● **EXERCISE INSTRUCTIONS**
Go through the listing beneath and show each line containing the string "depot".
------
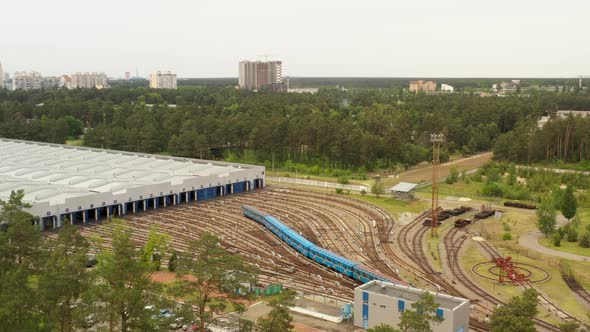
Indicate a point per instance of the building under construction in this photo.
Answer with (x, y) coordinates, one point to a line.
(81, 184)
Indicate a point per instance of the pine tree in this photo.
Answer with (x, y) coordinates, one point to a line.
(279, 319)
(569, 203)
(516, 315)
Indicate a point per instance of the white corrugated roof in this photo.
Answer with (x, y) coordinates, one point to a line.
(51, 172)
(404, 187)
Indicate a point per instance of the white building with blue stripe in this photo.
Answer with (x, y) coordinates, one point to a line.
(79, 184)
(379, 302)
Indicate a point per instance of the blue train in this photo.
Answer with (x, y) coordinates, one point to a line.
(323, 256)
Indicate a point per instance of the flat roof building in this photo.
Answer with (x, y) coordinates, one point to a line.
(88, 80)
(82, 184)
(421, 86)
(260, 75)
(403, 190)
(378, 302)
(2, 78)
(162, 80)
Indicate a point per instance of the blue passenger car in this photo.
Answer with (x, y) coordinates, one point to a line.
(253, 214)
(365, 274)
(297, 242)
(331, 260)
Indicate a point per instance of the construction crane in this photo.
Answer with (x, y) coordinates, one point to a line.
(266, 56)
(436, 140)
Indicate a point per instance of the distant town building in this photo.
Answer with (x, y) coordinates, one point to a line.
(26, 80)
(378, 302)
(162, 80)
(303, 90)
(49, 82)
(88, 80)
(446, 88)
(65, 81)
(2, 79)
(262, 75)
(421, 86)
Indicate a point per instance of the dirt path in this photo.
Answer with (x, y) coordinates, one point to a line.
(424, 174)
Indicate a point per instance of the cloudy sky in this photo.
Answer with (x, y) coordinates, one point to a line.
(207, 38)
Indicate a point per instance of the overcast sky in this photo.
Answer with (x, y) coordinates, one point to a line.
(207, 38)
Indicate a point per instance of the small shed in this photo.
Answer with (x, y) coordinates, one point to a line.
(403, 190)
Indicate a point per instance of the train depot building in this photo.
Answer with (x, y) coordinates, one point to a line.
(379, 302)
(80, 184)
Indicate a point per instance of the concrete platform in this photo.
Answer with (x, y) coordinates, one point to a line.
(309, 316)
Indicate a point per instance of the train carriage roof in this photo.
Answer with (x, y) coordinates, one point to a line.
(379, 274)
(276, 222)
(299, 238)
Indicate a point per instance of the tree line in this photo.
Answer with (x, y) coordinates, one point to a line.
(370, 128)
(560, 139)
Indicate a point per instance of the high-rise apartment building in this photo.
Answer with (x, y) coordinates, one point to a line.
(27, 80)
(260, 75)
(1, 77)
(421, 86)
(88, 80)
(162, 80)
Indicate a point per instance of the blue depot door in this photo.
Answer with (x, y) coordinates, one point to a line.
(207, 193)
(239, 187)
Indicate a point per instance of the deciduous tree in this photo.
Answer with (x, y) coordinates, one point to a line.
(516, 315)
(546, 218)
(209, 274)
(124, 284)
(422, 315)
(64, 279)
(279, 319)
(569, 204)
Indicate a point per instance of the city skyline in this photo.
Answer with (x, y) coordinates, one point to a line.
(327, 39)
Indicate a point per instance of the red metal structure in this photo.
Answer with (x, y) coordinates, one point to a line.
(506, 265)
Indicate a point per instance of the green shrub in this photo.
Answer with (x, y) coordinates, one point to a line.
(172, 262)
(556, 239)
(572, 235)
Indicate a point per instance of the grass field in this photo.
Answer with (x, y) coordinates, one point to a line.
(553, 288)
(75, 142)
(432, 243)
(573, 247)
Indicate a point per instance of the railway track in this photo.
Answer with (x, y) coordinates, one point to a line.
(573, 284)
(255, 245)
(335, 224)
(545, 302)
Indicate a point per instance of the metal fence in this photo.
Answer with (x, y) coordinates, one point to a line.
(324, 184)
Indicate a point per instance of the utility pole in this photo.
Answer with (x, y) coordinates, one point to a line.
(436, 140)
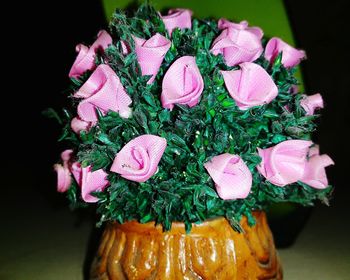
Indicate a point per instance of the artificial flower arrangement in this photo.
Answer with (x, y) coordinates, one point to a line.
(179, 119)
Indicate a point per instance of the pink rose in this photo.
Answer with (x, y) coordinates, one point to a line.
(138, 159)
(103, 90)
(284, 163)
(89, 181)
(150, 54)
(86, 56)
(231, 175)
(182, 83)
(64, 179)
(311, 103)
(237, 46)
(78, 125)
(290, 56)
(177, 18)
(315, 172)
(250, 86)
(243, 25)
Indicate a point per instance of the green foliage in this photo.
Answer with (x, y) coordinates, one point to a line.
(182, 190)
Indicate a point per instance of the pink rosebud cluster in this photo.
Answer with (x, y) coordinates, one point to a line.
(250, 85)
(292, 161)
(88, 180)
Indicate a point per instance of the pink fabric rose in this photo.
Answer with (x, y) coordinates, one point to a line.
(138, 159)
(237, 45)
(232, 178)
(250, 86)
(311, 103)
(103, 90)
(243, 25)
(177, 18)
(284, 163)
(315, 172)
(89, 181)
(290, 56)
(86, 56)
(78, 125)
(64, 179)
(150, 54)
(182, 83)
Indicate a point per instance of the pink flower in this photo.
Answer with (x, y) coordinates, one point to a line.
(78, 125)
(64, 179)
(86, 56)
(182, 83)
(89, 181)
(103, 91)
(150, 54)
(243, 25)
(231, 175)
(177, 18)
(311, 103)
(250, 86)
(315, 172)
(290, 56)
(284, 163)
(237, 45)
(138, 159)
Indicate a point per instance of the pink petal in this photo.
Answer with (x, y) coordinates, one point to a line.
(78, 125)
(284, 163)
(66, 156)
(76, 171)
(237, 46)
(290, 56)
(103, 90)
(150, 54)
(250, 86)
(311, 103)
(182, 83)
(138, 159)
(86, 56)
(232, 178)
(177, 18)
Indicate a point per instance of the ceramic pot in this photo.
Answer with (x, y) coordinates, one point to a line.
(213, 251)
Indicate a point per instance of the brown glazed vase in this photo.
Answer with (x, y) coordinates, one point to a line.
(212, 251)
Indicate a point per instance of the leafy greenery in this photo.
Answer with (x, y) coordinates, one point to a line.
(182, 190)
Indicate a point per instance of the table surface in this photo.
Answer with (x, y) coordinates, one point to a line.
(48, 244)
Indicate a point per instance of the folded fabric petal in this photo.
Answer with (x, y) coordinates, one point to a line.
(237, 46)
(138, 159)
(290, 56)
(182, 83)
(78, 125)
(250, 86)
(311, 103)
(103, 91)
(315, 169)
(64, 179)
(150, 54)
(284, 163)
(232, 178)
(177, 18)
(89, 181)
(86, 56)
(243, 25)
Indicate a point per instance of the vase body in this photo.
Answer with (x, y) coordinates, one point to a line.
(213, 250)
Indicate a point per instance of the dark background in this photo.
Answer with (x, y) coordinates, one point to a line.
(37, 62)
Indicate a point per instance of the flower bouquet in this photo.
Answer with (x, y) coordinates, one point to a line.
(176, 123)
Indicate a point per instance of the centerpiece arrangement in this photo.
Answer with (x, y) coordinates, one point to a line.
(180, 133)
------
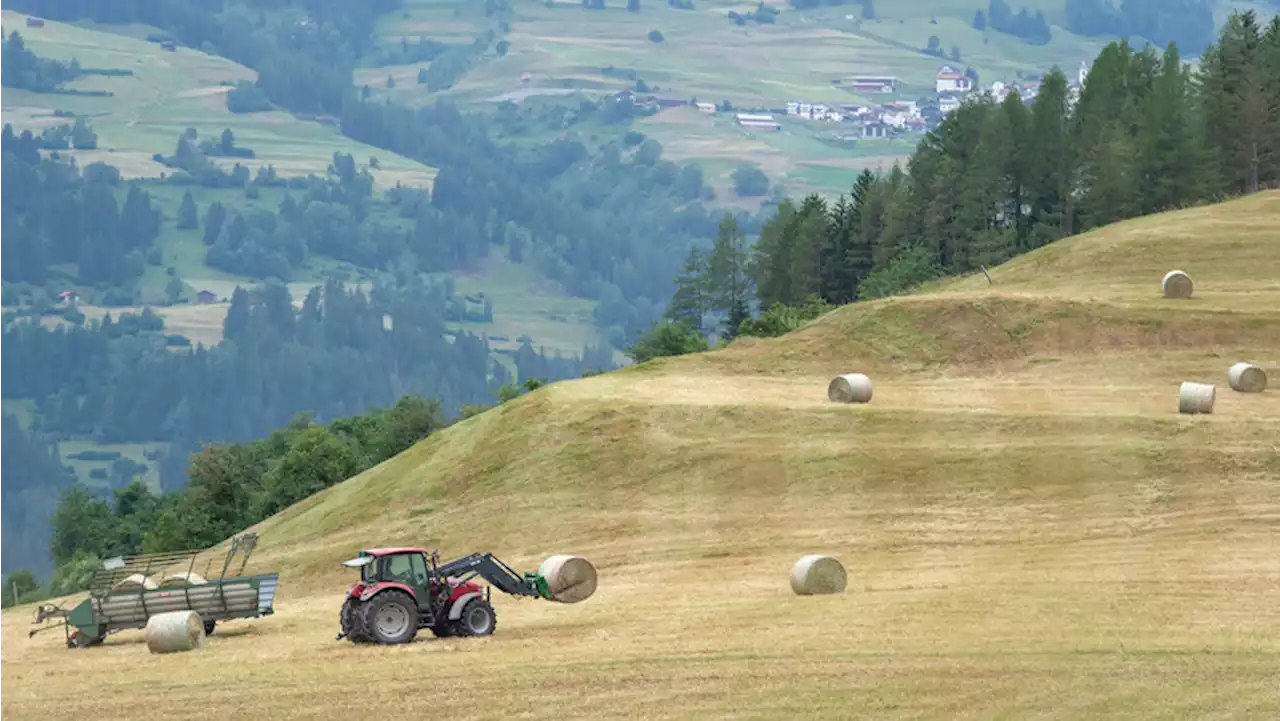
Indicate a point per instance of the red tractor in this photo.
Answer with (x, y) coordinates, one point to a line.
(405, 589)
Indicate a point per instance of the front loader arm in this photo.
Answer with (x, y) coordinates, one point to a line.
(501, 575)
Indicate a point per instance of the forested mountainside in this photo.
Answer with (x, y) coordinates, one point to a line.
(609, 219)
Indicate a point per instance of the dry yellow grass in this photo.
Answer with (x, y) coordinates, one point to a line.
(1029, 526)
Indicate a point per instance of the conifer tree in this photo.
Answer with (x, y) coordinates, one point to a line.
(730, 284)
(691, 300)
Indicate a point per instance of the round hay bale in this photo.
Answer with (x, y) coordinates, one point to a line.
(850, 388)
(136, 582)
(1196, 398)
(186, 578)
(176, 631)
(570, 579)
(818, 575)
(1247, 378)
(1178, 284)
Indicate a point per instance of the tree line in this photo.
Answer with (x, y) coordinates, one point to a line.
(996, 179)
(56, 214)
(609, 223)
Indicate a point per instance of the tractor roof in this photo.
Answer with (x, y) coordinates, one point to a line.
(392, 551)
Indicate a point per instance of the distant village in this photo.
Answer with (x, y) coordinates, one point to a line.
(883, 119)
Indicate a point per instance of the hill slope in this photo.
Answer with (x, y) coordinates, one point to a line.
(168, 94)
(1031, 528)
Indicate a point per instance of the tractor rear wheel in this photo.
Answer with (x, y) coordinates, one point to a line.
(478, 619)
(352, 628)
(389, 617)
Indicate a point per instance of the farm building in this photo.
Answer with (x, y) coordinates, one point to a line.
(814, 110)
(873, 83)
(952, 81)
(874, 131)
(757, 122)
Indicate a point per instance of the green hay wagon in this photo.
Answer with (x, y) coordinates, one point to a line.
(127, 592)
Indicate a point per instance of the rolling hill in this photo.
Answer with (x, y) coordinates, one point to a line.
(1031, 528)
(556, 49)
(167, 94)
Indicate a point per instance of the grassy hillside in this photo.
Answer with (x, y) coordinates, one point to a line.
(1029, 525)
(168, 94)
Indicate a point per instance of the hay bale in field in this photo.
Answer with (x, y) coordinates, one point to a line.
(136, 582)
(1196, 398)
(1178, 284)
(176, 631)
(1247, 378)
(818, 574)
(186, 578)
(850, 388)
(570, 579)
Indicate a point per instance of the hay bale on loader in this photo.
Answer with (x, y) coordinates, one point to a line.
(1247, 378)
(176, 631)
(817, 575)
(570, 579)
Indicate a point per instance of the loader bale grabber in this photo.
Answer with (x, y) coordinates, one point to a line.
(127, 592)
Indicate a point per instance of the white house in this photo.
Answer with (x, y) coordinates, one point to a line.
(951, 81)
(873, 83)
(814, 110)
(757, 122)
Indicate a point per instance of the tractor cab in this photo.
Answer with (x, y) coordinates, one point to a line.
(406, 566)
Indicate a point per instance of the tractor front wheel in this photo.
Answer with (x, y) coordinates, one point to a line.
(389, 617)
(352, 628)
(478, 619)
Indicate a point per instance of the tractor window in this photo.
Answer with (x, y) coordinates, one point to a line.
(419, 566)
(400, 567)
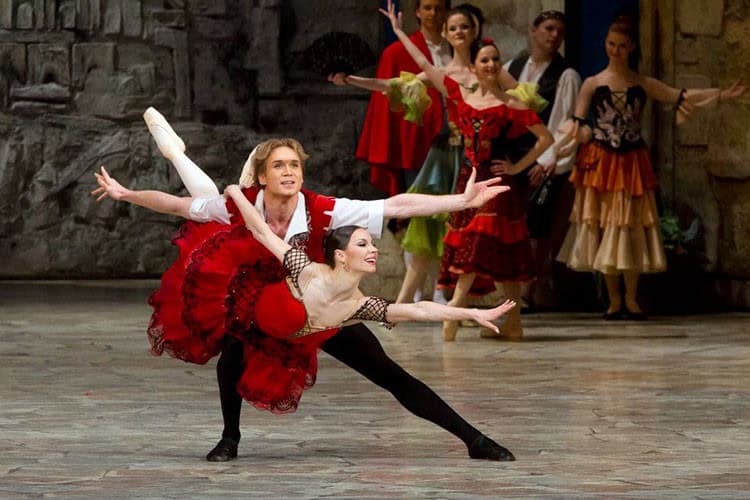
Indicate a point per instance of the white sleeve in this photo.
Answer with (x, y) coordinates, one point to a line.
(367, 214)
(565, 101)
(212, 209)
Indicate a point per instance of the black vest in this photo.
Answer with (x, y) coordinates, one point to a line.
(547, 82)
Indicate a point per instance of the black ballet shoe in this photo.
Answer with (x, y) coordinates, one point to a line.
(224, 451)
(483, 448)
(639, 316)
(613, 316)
------
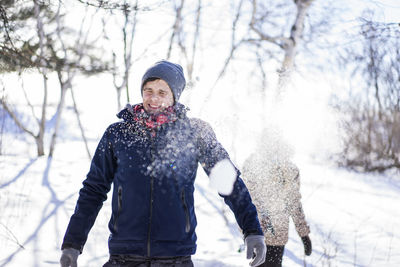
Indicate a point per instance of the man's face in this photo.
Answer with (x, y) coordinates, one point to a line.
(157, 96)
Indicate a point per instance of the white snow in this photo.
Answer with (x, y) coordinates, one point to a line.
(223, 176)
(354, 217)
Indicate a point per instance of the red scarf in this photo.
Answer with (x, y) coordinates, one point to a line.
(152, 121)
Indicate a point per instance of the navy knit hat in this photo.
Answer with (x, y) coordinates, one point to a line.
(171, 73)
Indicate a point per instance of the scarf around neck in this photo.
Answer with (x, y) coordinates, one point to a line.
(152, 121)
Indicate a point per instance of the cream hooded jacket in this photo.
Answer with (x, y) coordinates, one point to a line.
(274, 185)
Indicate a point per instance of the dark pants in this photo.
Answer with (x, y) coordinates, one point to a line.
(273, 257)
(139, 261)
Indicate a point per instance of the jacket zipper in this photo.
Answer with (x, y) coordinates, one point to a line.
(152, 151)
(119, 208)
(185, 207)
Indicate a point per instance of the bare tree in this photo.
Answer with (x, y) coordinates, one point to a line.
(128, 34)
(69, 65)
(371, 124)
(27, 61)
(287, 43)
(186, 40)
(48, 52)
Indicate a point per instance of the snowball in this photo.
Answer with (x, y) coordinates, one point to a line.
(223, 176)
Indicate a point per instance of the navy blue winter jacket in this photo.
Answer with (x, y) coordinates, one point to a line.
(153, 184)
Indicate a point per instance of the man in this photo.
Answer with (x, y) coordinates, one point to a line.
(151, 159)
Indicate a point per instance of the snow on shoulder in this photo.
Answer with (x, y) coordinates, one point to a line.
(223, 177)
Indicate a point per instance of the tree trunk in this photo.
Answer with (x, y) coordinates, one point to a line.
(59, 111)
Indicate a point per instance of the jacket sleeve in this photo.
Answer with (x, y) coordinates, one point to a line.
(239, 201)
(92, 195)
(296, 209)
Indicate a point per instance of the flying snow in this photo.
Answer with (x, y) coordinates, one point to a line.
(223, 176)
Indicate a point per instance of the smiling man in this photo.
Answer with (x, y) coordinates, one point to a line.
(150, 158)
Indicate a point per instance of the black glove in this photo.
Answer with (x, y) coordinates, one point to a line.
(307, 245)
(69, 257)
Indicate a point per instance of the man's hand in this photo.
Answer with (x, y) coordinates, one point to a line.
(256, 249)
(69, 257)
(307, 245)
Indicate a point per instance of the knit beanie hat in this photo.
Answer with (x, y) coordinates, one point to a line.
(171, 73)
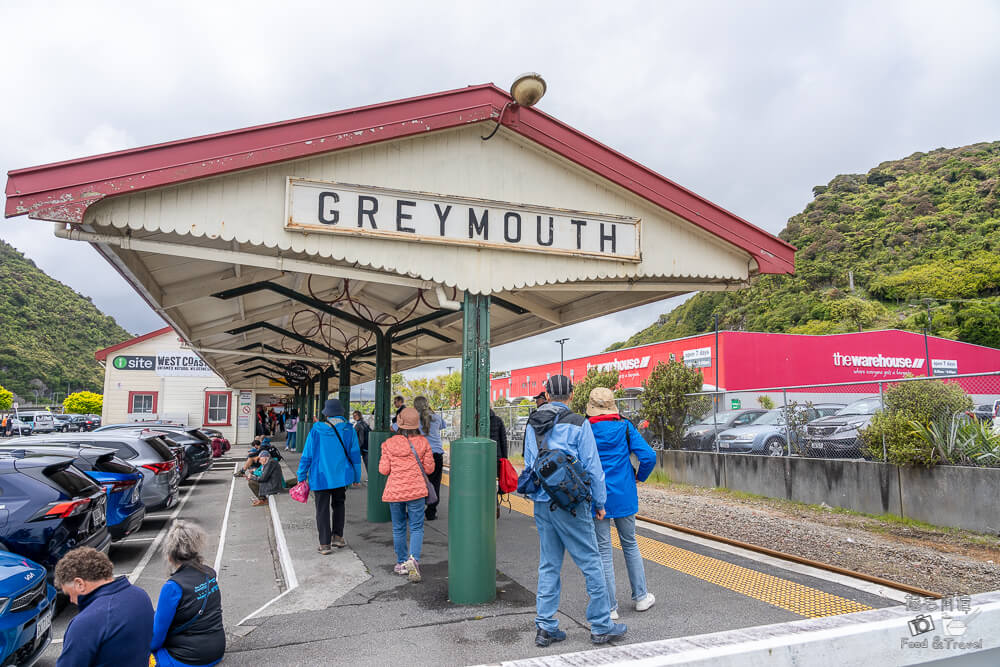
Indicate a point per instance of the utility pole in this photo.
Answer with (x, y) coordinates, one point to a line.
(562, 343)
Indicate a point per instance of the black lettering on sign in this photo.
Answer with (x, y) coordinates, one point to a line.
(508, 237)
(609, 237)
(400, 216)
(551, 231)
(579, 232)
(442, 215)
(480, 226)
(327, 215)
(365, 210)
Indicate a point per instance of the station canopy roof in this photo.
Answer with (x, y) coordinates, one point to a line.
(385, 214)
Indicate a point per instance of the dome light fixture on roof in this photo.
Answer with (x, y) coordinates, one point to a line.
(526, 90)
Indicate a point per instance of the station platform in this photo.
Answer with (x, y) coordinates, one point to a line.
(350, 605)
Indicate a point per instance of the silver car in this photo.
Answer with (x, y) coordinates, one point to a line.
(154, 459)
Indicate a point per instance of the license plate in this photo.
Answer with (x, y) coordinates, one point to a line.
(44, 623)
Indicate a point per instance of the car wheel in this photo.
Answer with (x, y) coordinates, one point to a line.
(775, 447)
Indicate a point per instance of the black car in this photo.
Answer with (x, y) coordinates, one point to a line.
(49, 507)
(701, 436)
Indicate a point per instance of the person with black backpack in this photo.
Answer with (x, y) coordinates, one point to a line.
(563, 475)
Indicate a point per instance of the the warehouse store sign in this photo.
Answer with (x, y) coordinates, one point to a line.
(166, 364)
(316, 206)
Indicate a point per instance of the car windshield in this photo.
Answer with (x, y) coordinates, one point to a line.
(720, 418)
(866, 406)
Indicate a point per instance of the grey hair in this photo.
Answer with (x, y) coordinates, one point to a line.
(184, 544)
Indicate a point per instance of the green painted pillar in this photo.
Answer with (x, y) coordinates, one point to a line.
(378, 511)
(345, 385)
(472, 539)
------
● **RESULT FOR THIS EXERCISE**
Indicate a point per instance of the train depot building in this photo.
Indicate a point per instance of the blue depot door in this photo.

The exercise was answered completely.